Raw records
★ ★ ★
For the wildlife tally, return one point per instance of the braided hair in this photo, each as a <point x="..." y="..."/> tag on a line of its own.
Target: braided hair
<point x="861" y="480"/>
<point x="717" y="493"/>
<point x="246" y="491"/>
★ ★ ★
| Given task |
Please express the records above as a JSON list of strings, with one string for each line and blank lines left out.

| Solution for this task |
[
  "For the wildlife tally, return one point per instance of the braided hair in this photo, each as a <point x=\"...\" y=\"...\"/> tag on a line of its own.",
  "Target: braided hair",
  "<point x=\"861\" y=\"480\"/>",
  "<point x=\"717\" y=\"493\"/>",
  "<point x=\"246\" y=\"491\"/>"
]